(Natural-language object grounding data)
------

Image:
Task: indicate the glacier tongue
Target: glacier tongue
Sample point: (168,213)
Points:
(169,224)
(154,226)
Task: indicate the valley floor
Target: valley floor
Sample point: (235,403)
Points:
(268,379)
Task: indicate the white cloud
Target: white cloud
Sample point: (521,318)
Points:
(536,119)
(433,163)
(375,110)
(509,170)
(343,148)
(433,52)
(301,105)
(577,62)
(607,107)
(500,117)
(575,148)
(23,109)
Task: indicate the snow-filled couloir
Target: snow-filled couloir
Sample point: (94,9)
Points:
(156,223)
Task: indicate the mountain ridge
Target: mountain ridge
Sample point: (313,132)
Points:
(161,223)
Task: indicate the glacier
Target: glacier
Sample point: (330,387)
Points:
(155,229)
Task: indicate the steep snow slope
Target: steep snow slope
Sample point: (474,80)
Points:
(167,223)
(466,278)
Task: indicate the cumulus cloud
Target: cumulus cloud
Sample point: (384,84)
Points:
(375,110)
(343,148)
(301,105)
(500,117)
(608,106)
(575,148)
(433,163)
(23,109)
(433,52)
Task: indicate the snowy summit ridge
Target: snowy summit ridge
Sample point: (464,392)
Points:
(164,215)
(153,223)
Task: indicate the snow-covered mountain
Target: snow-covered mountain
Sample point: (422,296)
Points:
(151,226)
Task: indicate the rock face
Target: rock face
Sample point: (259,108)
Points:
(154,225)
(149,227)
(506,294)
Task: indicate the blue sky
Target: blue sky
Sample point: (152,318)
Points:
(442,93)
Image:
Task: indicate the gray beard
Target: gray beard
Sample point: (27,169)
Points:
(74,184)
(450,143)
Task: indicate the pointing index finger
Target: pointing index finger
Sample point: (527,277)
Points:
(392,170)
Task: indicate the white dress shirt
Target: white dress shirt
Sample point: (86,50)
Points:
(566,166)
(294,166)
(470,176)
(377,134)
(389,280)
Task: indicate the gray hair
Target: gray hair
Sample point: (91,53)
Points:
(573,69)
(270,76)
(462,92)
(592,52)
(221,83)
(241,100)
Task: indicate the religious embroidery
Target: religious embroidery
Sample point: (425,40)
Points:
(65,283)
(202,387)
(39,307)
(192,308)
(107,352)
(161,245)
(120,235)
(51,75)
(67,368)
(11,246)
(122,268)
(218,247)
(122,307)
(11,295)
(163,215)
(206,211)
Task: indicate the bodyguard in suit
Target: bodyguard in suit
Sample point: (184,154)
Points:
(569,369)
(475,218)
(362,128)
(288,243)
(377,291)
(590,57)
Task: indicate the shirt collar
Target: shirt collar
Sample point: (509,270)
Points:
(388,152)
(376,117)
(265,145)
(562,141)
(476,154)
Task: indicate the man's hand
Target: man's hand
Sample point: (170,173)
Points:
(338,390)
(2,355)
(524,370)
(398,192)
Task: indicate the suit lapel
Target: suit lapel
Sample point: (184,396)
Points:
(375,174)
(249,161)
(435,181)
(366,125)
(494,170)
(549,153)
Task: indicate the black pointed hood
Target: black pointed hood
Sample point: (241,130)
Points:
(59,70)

------

__Work to complete__
Every entry is to be copied exactly, with none omitted.

__Your solution__
Image:
Task: indicate the glacier tongue
Target: glacier tongue
Sample point: (168,213)
Points:
(169,224)
(154,226)
Task: indicate the valley floor
Target: valley floor
Sample point: (235,403)
Points:
(268,379)
Task: indicate the white cloud
Target: white cloud
Sample point: (521,318)
Points:
(536,119)
(433,163)
(375,110)
(509,170)
(343,148)
(433,52)
(301,105)
(577,62)
(607,107)
(500,117)
(575,148)
(23,109)
Task: indicate the snow-filled couloir
Target: snow-filled couloir
Sample point: (94,9)
Points:
(156,223)
Task: indicate the mountain ridge
Target: mountain ridge
Sample point: (313,132)
Points:
(161,223)
Task: indicate the glacier
Target: glacier
Sample point: (330,387)
Points:
(155,229)
Task: indicate the steep snow slope
Target: steep snow slope
Sample point: (474,80)
Points:
(167,223)
(466,278)
Task: indicate the cumulus cloud
Target: cumulus cloud
Sample point: (384,84)
Points:
(375,110)
(343,148)
(301,105)
(500,117)
(608,106)
(575,148)
(433,163)
(23,109)
(433,52)
Task: indicate the snowy summit ridge
Target: snowy summit ridge
Sample point: (464,392)
Points:
(164,215)
(153,223)
Task: indicate the snow-covered mountain
Target: snow-covered mountain
Sample point: (422,296)
Points:
(151,226)
Task: indicate the rock face
Target: rock face
Sample point: (259,108)
Points:
(154,225)
(149,227)
(506,294)
Task: indicate the blue sky
Target: blue sky
Sample point: (152,318)
Points:
(442,93)
Image:
Task: indicate the gray beard
Target: gray beard
Sample point: (27,169)
Points:
(74,184)
(450,143)
Task: indicate the pointing index finger
Target: pointing index finger
Sample point: (527,277)
Points:
(392,170)
Task: indicate the white dress shirt
Target: white dress shirt
Sample point: (86,50)
Points:
(566,166)
(294,166)
(470,176)
(377,134)
(389,280)
Task: indicate the gray hair
Target: gray hair
Sample point: (91,53)
Points:
(573,69)
(270,76)
(462,92)
(592,52)
(221,83)
(241,100)
Task: indicate the religious embroidery
Target: religious embroidery
Sample point: (425,40)
Points:
(65,283)
(202,387)
(39,307)
(192,308)
(107,352)
(161,245)
(120,235)
(51,75)
(67,368)
(11,246)
(122,268)
(218,247)
(122,307)
(11,295)
(163,215)
(206,211)
Task: indicate the bodyguard in suit
Target: bodyguard in suit
Sample point: (184,154)
Points:
(569,369)
(475,218)
(362,128)
(288,243)
(377,291)
(590,57)
Task: indicate the shirt collar
Target: shirt collar
Sample point: (509,270)
Points:
(388,152)
(376,117)
(265,145)
(562,141)
(476,154)
Task: indicate the man's hand
Target: man's hand
Sample point: (170,173)
Points:
(338,390)
(2,355)
(524,370)
(398,192)
Task: indicate the suit lapel
Target: suit lapel
Sample point: (184,396)
Points:
(375,174)
(249,161)
(435,181)
(366,125)
(494,170)
(549,153)
Task: indicate the black pointed hood
Target: black pointed hood
Sample point: (241,130)
Points:
(59,70)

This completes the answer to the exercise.